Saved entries
****************************************

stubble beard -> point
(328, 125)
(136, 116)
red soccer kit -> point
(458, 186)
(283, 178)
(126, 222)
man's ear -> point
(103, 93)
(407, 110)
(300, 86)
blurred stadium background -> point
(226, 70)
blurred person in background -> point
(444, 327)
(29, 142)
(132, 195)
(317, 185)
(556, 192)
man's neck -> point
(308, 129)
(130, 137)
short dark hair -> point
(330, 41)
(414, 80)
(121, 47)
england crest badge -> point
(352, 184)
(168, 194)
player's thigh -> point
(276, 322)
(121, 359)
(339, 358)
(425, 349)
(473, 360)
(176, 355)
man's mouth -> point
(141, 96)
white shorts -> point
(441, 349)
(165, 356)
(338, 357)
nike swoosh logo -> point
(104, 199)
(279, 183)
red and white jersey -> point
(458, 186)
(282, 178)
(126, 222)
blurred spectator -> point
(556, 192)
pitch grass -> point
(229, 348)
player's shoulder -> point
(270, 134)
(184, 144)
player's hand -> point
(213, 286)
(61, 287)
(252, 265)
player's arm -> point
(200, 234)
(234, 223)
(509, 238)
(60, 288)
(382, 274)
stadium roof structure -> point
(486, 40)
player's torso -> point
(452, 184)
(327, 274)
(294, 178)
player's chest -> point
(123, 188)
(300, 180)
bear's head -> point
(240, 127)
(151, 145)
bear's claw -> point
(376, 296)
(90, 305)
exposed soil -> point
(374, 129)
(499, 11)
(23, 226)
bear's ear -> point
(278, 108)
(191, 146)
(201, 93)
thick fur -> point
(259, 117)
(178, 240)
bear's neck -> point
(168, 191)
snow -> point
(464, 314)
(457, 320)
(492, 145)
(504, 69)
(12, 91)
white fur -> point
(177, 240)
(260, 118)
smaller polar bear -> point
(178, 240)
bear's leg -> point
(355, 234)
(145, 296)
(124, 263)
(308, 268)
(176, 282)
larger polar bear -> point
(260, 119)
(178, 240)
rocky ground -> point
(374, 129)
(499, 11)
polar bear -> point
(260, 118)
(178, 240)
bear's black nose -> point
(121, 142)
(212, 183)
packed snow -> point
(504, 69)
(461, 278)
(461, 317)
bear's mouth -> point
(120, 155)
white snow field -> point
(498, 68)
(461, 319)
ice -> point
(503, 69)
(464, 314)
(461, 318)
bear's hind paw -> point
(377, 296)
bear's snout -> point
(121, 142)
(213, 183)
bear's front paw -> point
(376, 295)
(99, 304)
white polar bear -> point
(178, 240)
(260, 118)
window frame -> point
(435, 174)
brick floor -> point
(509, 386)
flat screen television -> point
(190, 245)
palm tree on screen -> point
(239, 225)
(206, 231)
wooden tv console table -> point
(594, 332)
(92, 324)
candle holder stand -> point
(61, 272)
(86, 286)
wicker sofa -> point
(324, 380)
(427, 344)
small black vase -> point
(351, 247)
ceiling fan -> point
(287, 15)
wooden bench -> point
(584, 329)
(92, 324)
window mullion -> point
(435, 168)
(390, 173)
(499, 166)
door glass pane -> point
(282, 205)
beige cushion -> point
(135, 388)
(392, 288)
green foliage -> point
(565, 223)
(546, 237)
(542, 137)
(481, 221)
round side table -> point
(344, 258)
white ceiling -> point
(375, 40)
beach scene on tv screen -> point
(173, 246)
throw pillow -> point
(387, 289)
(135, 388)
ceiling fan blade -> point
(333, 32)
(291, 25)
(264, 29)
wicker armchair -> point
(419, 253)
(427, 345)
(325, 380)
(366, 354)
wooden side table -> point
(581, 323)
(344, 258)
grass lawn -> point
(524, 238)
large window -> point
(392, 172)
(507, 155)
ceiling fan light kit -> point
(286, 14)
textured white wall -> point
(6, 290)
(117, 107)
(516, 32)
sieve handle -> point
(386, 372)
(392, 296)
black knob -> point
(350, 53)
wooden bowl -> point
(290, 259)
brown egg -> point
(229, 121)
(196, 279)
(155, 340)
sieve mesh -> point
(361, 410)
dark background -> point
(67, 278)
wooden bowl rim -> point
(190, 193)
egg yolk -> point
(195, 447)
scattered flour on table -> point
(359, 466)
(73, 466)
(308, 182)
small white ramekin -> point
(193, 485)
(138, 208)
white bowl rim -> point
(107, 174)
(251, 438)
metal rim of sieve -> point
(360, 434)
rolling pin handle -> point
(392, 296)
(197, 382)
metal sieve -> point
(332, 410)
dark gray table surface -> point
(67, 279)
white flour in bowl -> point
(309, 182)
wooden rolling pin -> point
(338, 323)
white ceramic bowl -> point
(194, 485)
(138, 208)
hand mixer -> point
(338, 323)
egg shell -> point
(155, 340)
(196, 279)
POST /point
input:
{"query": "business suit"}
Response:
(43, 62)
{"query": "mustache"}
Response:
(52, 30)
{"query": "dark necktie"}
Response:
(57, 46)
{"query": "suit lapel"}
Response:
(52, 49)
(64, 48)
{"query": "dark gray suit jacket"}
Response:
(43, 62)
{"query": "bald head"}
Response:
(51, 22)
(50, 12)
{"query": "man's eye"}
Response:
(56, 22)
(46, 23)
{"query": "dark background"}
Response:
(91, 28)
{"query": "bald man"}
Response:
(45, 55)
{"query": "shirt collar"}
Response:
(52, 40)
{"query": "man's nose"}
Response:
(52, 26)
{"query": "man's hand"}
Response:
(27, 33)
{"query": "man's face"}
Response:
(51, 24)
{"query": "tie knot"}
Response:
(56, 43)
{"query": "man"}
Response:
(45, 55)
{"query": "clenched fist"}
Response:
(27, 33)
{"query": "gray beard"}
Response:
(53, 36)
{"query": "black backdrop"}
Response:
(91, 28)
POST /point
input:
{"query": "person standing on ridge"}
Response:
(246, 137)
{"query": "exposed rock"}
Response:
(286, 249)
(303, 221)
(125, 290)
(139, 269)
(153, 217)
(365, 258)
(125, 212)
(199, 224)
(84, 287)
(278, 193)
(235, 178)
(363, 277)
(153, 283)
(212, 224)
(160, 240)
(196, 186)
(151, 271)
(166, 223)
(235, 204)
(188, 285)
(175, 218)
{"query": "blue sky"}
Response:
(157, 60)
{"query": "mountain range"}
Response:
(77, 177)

****************************************

● EXERCISE: A faithful, word-for-word copy of the data is the expected answer.

● RESPONSE TO THE EXERCISE:
stubble beard -> point
(328, 125)
(136, 116)
red soccer kit -> point
(458, 186)
(283, 178)
(126, 222)
man's ear -> point
(103, 93)
(407, 110)
(300, 86)
blurred stadium background -> point
(226, 70)
blurred person in background -> point
(444, 327)
(29, 142)
(132, 195)
(317, 185)
(556, 192)
man's neck -> point
(308, 129)
(130, 137)
short dark hair -> point
(330, 41)
(414, 80)
(121, 47)
england crest badge -> point
(352, 184)
(168, 194)
player's thigh -> point
(276, 322)
(121, 359)
(339, 358)
(425, 349)
(473, 360)
(176, 355)
man's mouth -> point
(141, 96)
white shorts -> point
(441, 349)
(165, 356)
(338, 357)
nike swoosh logo -> point
(104, 199)
(279, 183)
red and white jersey -> point
(458, 186)
(282, 178)
(126, 222)
blurred spectator -> point
(556, 192)
pitch grass -> point
(229, 348)
player's shoulder -> point
(270, 134)
(184, 144)
player's hand -> point
(213, 286)
(61, 287)
(252, 265)
player's arm -> point
(200, 234)
(234, 223)
(509, 238)
(60, 288)
(382, 274)
stadium roof structure -> point
(486, 40)
player's torso -> point
(452, 184)
(327, 274)
(294, 178)
player's chest -> point
(123, 188)
(300, 180)
bear's head -> point
(240, 127)
(151, 145)
bear's claw -> point
(376, 296)
(90, 305)
exposed soil -> point
(374, 129)
(499, 11)
(23, 226)
bear's ear -> point
(278, 108)
(191, 146)
(201, 93)
thick fur -> point
(259, 117)
(178, 240)
bear's neck -> point
(168, 191)
snow -> point
(464, 314)
(457, 320)
(492, 145)
(504, 69)
(12, 91)
white fur -> point
(177, 240)
(260, 118)
smaller polar bear -> point
(178, 240)
bear's leg -> point
(355, 234)
(145, 296)
(124, 263)
(308, 268)
(176, 282)
larger polar bear -> point
(260, 119)
(178, 240)
rocky ground -> point
(374, 129)
(499, 11)
polar bear -> point
(260, 118)
(178, 240)
bear's black nose -> point
(121, 142)
(212, 183)
packed snow -> point
(504, 69)
(461, 278)
(461, 317)
bear's mouth -> point
(120, 155)
white snow field -> point
(498, 68)
(461, 319)
ice -> point
(503, 69)
(464, 314)
(461, 318)
bear's hind paw -> point
(377, 296)
bear's snout -> point
(121, 142)
(213, 183)
bear's front paw -> point
(376, 295)
(99, 304)
white polar bear -> point
(178, 240)
(260, 118)
window frame -> point
(435, 174)
brick floor -> point
(509, 386)
flat screen television -> point
(190, 245)
palm tree on screen -> point
(239, 225)
(206, 231)
wooden tv console table -> point
(594, 332)
(92, 324)
candle holder stand -> point
(61, 272)
(86, 286)
wicker sofa -> point
(324, 380)
(427, 344)
small black vase -> point
(351, 247)
ceiling fan -> point
(287, 15)
wooden bench -> point
(584, 329)
(92, 324)
window mullion -> point
(435, 168)
(390, 173)
(499, 166)
door glass pane -> point
(282, 205)
beige cushion -> point
(135, 388)
(392, 288)
green foliage -> point
(565, 223)
(546, 237)
(542, 137)
(481, 221)
round side table -> point
(344, 258)
white ceiling -> point
(375, 40)
beach scene on tv screen -> point
(173, 246)
throw pillow -> point
(387, 289)
(135, 388)
ceiling fan blade -> point
(333, 32)
(291, 25)
(264, 29)
wicker armchair -> point
(419, 253)
(427, 345)
(325, 380)
(366, 354)
wooden side table -> point
(581, 323)
(344, 258)
grass lawn -> point
(524, 238)
large window -> point
(392, 172)
(507, 155)
ceiling fan light kit -> point
(286, 14)
textured white wall -> point
(6, 290)
(117, 107)
(516, 32)
sieve handle -> point
(386, 372)
(392, 296)
black knob -> point
(350, 53)
wooden bowl -> point
(290, 259)
brown egg -> point
(229, 121)
(196, 279)
(155, 340)
sieve mesh -> point
(361, 410)
dark background -> point
(67, 278)
wooden bowl rim -> point
(190, 193)
egg yolk -> point
(195, 447)
scattered flour on table -> point
(359, 466)
(73, 466)
(308, 182)
small white ramekin -> point
(193, 485)
(138, 208)
white bowl rim -> point
(107, 174)
(251, 438)
metal rim of sieve -> point
(360, 434)
rolling pin handle -> point
(392, 296)
(197, 382)
metal sieve -> point
(332, 410)
dark gray table surface -> point
(67, 279)
white flour in bowl -> point
(309, 182)
wooden rolling pin -> point
(338, 323)
white ceramic bowl -> point
(194, 485)
(138, 208)
hand mixer -> point
(338, 323)
egg shell -> point
(155, 340)
(196, 279)
POST /point
input:
{"query": "business suit"}
Response:
(43, 62)
{"query": "mustache"}
Response:
(52, 30)
{"query": "dark necktie"}
Response:
(57, 46)
{"query": "suit lapel"}
Response:
(52, 49)
(64, 48)
{"query": "dark gray suit jacket"}
Response:
(43, 62)
{"query": "bald head"}
Response:
(51, 22)
(50, 12)
{"query": "man's eye"}
Response:
(56, 22)
(46, 23)
{"query": "dark background"}
Response:
(91, 28)
{"query": "bald man"}
Response:
(45, 55)
{"query": "shirt collar"}
Response:
(52, 40)
{"query": "man's nose"}
Response:
(52, 26)
{"query": "man's hand"}
Response:
(27, 33)
{"query": "man's face"}
Response:
(51, 24)
{"query": "tie knot"}
Response:
(56, 43)
{"query": "man"}
Response:
(45, 55)
{"query": "clenched fist"}
Response:
(27, 33)
{"query": "gray beard"}
Response:
(53, 36)
{"query": "black backdrop"}
Response:
(91, 28)
POST /point
input:
{"query": "person standing on ridge"}
Response:
(246, 137)
{"query": "exposed rock"}
Response:
(286, 249)
(303, 221)
(125, 290)
(139, 269)
(153, 217)
(365, 258)
(125, 212)
(199, 224)
(84, 287)
(278, 193)
(235, 178)
(363, 277)
(153, 283)
(212, 224)
(160, 240)
(196, 186)
(151, 271)
(166, 223)
(235, 204)
(188, 285)
(175, 218)
{"query": "blue sky"}
Response:
(157, 60)
{"query": "mountain range"}
Response:
(77, 177)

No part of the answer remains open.